Exercise: As you restate the entries, keep every word intact and leave out whatever images they hold.

[Natural-language object grounding data]
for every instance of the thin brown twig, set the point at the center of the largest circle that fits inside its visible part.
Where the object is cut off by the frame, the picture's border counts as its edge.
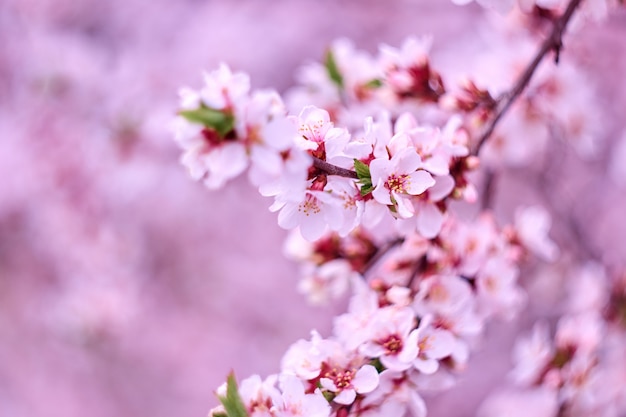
(331, 169)
(554, 42)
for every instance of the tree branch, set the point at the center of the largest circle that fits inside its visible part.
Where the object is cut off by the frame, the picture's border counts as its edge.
(331, 169)
(554, 42)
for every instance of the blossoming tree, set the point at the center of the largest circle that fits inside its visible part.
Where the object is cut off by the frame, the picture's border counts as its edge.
(382, 167)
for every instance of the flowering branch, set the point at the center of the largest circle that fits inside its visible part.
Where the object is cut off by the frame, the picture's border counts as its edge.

Response area:
for every instance of the thin brown twig, set the point at the center of the largest circle that fits inside its visible part.
Where the object is cut off by the frame, the picture's border counts as its edge.
(331, 169)
(554, 42)
for every instance of the tree branch, set the point at the center of the largest circle that fits inside its visible part.
Where the object is cut off by the frame, the picture's border counts as its edge.
(331, 169)
(554, 42)
for every instance of the blossoming tree, set the point at the center of the largest circle that fits inside its visible part.
Where the object is cut off by the frame, the picture's border counts as its edge.
(382, 167)
for every instance of the flowering branch, set the point at the center of the largest circle that fits inside its visible part.
Where the object is cut off by the frame, the picture's border counts as its edge.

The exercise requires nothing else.